--- WORK INSTRUCTIONS ---
- A) Translate this sentence from the summary of Colorado's benefits planning year into Spanish: "In recent years, Colorado has eliminated some statutory barriers to coordination, but clients still faced challenges to receiving benefits and staying enrolled."
- B) Pick up the summary of Colorado's benefits planning year after its final bulleted step and write the paragraph that follows.

── EXTRACT TO READ

Colorado
Lead agency: Colorado Department of Human Services (CDHS)
Primary Contact: Samantha O’Neill-Dunbar
Programs involved: Medicaid, the Children’s Health Plan Plus (CHP+) Program, the Colorado Works Program (TANF), SNAP, and the Colorado Child Care Assistance Program (CCCAP)
Phase I
As one of the two county-run states to receive a planning grant, Colorado’s main goal for the planning year was to gain consensus among state and county leaders and stakeholders on the changes in policy, procedures, and technology needed to accomplish streamlining and coordination across programs. In recent years, Colorado has eliminated some statutory barriers to coordination, but clients still faced challenges to receiving benefits and staying enrolled. The state’s overarching goal for the planning year was to determine how to most effectively and efficiently serve the increasing number of benefit applicants and recipients, and they pursued that goal by taking these steps in the planning year:
- engaging counties to reach a shared understanding of key challenges and goals;
- establishing linkages between agencies to create efficiencies and looking at clients holistically;
- completing a policy crosswalk and data analyses across benefit programs;
- coordinating and connecting similar initiatives to prevent duplication;
- developing a communication plan within the project team, between agencies, and externally with local staff and other partners; and
- exploring business process strategies to improve timeliness, increase access, and eliminate inefficiencies and duplicative processes.

────
── SOURCE DATA

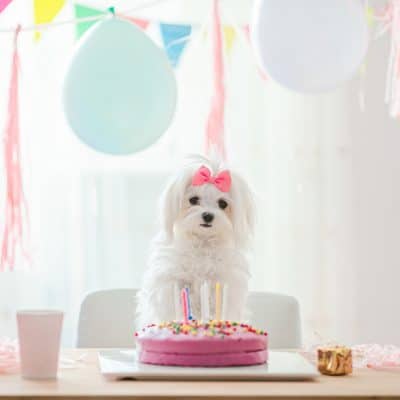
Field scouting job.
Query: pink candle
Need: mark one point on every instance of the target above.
(184, 305)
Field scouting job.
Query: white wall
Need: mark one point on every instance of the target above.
(376, 212)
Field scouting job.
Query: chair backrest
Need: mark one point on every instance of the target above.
(106, 319)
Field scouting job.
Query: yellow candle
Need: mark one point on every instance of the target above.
(217, 301)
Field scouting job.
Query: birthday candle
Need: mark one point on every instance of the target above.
(177, 309)
(184, 305)
(190, 316)
(225, 292)
(205, 301)
(218, 301)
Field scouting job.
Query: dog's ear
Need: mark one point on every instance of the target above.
(169, 207)
(171, 202)
(243, 210)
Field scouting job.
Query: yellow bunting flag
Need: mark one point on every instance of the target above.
(45, 11)
(229, 37)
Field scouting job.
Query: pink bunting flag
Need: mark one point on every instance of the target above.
(16, 211)
(4, 4)
(215, 123)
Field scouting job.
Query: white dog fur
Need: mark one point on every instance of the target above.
(185, 253)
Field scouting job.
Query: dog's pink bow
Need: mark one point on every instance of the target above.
(221, 181)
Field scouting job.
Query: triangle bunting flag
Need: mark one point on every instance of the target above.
(44, 11)
(175, 38)
(82, 11)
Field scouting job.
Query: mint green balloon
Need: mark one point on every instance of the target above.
(119, 90)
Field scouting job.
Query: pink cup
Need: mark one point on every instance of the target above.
(39, 333)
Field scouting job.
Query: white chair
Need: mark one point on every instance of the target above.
(106, 319)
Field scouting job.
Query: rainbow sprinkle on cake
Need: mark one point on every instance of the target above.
(210, 328)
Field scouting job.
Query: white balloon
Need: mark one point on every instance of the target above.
(310, 45)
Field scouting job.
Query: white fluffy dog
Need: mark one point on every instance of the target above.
(207, 221)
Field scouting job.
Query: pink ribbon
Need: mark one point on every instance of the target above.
(215, 122)
(15, 206)
(9, 358)
(221, 181)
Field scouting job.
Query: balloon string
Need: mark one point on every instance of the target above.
(15, 204)
(215, 122)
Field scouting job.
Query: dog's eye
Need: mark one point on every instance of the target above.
(194, 200)
(222, 204)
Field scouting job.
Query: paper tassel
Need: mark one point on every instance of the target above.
(391, 19)
(141, 23)
(4, 4)
(174, 38)
(215, 123)
(16, 211)
(45, 11)
(85, 12)
(229, 38)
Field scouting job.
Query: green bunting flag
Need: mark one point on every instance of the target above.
(82, 11)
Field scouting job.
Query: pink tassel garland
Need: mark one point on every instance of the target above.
(215, 123)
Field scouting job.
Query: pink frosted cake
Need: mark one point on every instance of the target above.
(199, 344)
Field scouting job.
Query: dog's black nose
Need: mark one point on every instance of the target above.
(207, 217)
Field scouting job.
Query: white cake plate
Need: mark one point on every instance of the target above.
(122, 364)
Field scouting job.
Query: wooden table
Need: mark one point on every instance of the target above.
(85, 382)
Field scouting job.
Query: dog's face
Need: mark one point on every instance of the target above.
(205, 212)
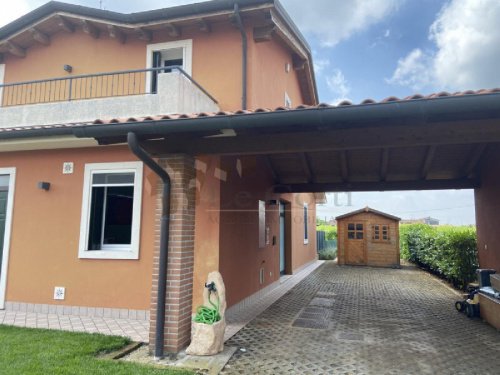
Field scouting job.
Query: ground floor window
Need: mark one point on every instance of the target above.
(111, 211)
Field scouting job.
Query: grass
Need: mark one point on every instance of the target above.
(38, 351)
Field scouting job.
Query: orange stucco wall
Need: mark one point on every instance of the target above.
(207, 219)
(268, 79)
(44, 246)
(248, 181)
(46, 232)
(216, 63)
(487, 200)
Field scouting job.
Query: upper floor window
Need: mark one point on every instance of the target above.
(288, 101)
(168, 55)
(111, 211)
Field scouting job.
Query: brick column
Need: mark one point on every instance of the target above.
(180, 255)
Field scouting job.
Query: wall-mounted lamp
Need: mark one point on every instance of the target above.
(44, 185)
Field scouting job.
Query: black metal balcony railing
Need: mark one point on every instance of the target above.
(88, 86)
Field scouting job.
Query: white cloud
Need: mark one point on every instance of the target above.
(12, 10)
(332, 21)
(413, 70)
(320, 64)
(338, 86)
(466, 35)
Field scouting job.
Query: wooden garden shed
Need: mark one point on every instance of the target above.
(368, 237)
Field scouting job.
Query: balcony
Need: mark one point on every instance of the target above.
(131, 93)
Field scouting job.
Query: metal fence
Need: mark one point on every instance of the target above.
(88, 86)
(323, 244)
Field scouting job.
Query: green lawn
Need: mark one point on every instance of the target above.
(38, 351)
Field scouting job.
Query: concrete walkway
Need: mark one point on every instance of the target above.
(138, 330)
(361, 320)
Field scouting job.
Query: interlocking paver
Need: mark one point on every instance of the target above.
(137, 330)
(381, 321)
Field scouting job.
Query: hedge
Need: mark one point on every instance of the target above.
(448, 251)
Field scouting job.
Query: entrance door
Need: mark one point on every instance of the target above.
(6, 197)
(4, 191)
(355, 244)
(282, 239)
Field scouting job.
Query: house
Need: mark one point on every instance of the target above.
(368, 237)
(86, 220)
(209, 170)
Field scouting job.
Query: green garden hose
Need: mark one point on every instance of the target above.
(208, 315)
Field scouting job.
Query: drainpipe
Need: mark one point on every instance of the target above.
(134, 146)
(244, 44)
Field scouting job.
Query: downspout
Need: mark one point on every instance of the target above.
(134, 146)
(244, 47)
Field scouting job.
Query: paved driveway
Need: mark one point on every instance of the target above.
(356, 320)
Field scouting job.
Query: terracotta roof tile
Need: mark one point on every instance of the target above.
(368, 101)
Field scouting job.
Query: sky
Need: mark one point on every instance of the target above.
(376, 49)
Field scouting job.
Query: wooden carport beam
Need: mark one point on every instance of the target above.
(426, 166)
(173, 30)
(473, 160)
(384, 164)
(90, 29)
(115, 33)
(379, 186)
(65, 24)
(344, 166)
(335, 140)
(144, 34)
(203, 25)
(306, 165)
(270, 166)
(264, 33)
(40, 37)
(15, 49)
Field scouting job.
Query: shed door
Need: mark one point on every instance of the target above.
(355, 243)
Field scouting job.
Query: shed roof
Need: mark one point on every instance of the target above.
(368, 210)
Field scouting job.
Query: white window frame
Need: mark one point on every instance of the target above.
(187, 55)
(305, 214)
(111, 251)
(8, 229)
(288, 101)
(2, 78)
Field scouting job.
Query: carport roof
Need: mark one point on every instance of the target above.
(417, 143)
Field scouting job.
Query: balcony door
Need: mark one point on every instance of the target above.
(167, 55)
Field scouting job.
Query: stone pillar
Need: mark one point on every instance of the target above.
(180, 255)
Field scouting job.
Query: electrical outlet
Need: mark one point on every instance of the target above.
(59, 292)
(68, 167)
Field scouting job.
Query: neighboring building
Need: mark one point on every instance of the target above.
(368, 237)
(81, 214)
(426, 220)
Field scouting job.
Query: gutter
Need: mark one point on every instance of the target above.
(395, 113)
(134, 146)
(244, 56)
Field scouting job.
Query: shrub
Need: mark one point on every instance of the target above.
(447, 251)
(330, 231)
(327, 254)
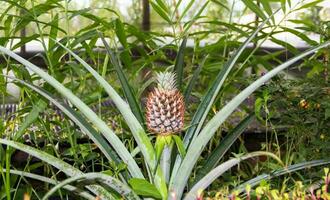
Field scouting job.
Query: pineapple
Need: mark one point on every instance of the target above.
(165, 106)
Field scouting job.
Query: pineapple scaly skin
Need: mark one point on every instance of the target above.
(165, 106)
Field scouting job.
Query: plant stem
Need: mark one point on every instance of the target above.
(165, 161)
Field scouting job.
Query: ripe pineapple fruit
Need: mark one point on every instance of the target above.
(165, 106)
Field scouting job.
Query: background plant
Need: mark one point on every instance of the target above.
(152, 56)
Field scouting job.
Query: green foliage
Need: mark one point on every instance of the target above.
(95, 55)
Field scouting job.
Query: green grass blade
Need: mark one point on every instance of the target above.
(193, 81)
(161, 12)
(255, 8)
(219, 170)
(78, 120)
(195, 18)
(38, 108)
(197, 146)
(51, 160)
(122, 189)
(179, 63)
(292, 168)
(223, 147)
(124, 83)
(101, 125)
(44, 179)
(205, 106)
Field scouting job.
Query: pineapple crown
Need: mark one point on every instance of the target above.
(166, 81)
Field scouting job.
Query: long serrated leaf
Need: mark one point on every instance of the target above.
(279, 172)
(78, 120)
(138, 132)
(122, 189)
(124, 83)
(197, 145)
(53, 31)
(208, 99)
(144, 188)
(30, 118)
(219, 151)
(179, 63)
(309, 5)
(44, 179)
(193, 81)
(101, 125)
(51, 160)
(218, 171)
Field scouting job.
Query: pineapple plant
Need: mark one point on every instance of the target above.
(165, 106)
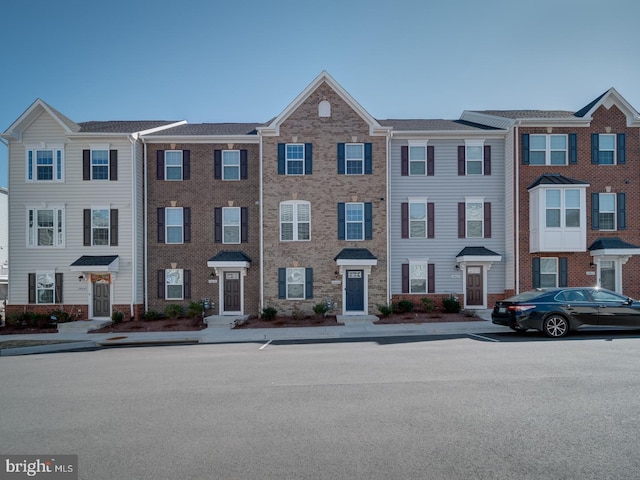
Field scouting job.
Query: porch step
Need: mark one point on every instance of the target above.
(225, 321)
(82, 326)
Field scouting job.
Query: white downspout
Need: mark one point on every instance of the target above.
(261, 200)
(144, 228)
(517, 207)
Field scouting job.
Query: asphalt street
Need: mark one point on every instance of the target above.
(410, 408)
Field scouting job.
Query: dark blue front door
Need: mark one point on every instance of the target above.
(355, 291)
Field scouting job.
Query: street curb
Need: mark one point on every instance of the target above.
(55, 347)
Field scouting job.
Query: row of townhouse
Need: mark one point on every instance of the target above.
(324, 202)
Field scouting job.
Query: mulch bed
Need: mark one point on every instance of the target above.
(281, 321)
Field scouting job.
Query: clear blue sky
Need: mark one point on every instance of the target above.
(217, 61)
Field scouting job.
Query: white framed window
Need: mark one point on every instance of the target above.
(607, 149)
(174, 284)
(607, 211)
(99, 164)
(417, 218)
(295, 221)
(354, 221)
(354, 158)
(45, 165)
(474, 218)
(100, 226)
(174, 226)
(45, 287)
(562, 208)
(231, 164)
(295, 283)
(417, 159)
(231, 224)
(173, 165)
(474, 157)
(547, 149)
(45, 227)
(294, 159)
(548, 272)
(418, 277)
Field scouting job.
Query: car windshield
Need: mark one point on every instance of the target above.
(526, 296)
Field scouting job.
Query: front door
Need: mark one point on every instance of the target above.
(475, 294)
(232, 292)
(101, 299)
(355, 291)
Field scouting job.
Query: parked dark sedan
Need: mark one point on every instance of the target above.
(556, 311)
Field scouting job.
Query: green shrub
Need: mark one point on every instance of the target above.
(174, 311)
(405, 306)
(269, 313)
(428, 304)
(451, 304)
(194, 309)
(150, 315)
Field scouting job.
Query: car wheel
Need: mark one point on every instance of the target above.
(555, 326)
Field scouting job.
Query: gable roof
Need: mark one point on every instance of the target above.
(274, 126)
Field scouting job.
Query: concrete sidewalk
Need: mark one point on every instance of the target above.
(353, 329)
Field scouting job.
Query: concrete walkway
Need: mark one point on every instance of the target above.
(353, 328)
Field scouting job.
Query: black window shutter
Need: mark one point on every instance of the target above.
(161, 225)
(404, 220)
(113, 227)
(525, 148)
(431, 221)
(341, 160)
(187, 283)
(368, 221)
(32, 288)
(461, 158)
(160, 290)
(405, 278)
(282, 283)
(217, 164)
(404, 160)
(244, 165)
(186, 164)
(487, 159)
(58, 288)
(595, 211)
(160, 166)
(487, 219)
(431, 278)
(564, 272)
(244, 224)
(368, 158)
(622, 148)
(595, 147)
(573, 148)
(536, 272)
(308, 283)
(217, 224)
(113, 165)
(622, 211)
(186, 222)
(308, 159)
(86, 227)
(86, 165)
(281, 158)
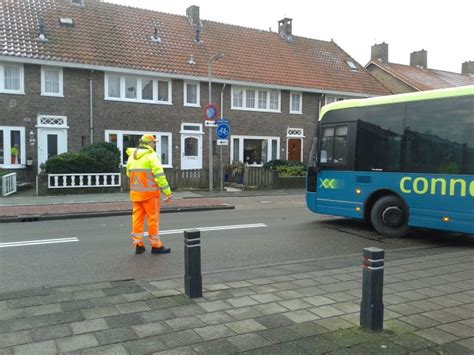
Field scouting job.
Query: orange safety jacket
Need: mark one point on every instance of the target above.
(146, 174)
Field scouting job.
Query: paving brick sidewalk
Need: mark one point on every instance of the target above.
(307, 307)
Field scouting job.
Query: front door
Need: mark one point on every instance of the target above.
(51, 142)
(191, 151)
(294, 149)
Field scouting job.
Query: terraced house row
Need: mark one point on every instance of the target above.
(74, 72)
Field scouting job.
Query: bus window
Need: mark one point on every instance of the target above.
(334, 145)
(440, 136)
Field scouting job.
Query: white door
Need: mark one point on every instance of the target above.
(191, 151)
(51, 142)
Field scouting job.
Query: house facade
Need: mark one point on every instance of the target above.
(75, 72)
(400, 78)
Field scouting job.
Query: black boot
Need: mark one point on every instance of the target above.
(161, 250)
(139, 249)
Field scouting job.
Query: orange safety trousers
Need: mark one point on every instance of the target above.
(150, 209)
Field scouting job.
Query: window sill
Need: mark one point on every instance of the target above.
(254, 110)
(148, 102)
(52, 95)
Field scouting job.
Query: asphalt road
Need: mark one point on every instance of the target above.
(261, 230)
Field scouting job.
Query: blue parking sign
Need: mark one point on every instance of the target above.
(223, 130)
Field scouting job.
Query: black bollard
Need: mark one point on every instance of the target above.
(192, 264)
(371, 307)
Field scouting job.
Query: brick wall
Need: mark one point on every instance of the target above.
(22, 110)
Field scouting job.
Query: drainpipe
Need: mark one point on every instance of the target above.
(220, 147)
(91, 113)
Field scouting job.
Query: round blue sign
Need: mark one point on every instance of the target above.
(211, 112)
(223, 131)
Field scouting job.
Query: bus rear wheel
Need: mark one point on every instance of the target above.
(389, 217)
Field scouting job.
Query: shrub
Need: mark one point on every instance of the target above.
(291, 170)
(68, 163)
(106, 156)
(273, 164)
(96, 158)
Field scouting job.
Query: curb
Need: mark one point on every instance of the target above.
(51, 217)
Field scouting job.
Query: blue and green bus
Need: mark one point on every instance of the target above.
(398, 161)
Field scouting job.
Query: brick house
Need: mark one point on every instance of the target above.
(400, 78)
(73, 72)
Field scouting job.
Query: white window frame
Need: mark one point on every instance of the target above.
(241, 147)
(7, 147)
(300, 103)
(43, 82)
(256, 101)
(3, 90)
(121, 133)
(198, 93)
(140, 80)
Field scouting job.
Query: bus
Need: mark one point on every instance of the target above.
(397, 161)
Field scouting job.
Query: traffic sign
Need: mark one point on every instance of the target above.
(209, 123)
(211, 112)
(223, 131)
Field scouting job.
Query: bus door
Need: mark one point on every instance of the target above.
(335, 179)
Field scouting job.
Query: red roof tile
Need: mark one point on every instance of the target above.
(106, 34)
(423, 78)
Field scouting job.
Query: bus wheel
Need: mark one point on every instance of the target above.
(389, 217)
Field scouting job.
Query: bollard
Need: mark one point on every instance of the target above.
(371, 307)
(192, 264)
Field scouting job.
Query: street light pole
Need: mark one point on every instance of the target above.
(214, 58)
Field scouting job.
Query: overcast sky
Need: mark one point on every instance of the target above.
(443, 28)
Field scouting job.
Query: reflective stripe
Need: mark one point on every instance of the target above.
(153, 188)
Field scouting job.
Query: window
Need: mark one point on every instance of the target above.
(51, 81)
(137, 89)
(262, 100)
(130, 139)
(237, 98)
(11, 79)
(163, 91)
(191, 94)
(254, 150)
(255, 100)
(130, 88)
(379, 137)
(296, 102)
(334, 145)
(442, 133)
(250, 97)
(12, 146)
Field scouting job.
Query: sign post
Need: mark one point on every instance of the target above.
(210, 113)
(223, 134)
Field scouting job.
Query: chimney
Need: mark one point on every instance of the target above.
(284, 29)
(379, 52)
(192, 13)
(419, 59)
(468, 68)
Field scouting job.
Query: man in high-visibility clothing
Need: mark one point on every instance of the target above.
(146, 179)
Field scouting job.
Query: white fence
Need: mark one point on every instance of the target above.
(8, 184)
(62, 181)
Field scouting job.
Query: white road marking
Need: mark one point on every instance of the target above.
(38, 242)
(214, 228)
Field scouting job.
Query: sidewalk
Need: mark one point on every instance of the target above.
(26, 206)
(294, 308)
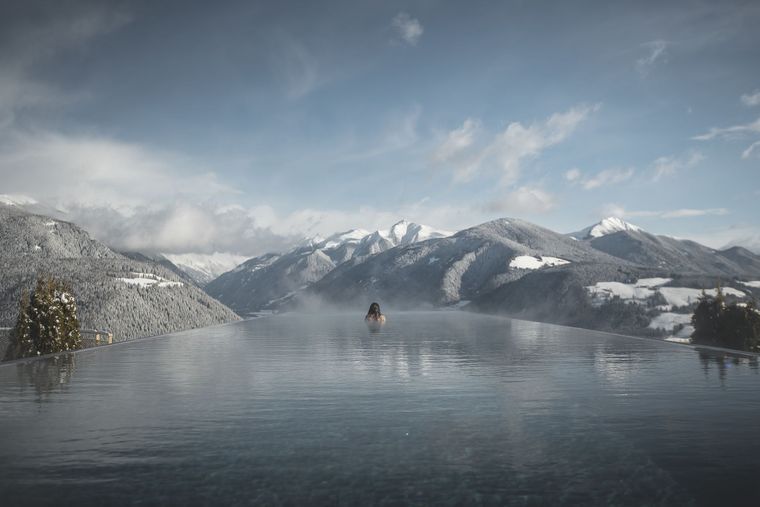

────

--- SET OF ANSWERS ---
- A) En los últimos años, Colorado ha eliminado algunas barreras legales a la coordinación, pero los clientes aún enfrentaban dificultades para recibir beneficios y mantenerse inscritos.

- B)
Phase II
Colorado’s plan, designed as a partnership between the state and the counties, focuses on re-engineering business processes in the counties; improving staff capacity, training, and communication; enhancing automated eligibility systems; and aligning policies across work support programs. Mini-grants to counties to explore call centers and modernization are anticipated. Colorado’s plan includes numerical goals for improving families’ participation in work support programs and speeding up eligibility decision making. In order to achieve these goals, the work is being tackled through the achievement of concrete deliverables that lie in four primary areas: improving administrative efficiency, enhancing access to benefits and information, messaging and outreach, and improving family well-being. In Colorado, work support programs are delivered in a state supervised, county administered system. Therefore, outreach to county and community partners and operationalizing feedback loops among the state and local partners is a central feature of Colorado’s plan. As a county-administered, state-supervised locale, progress in Colorado may have important lessons for other county-administered states, such as New York and California.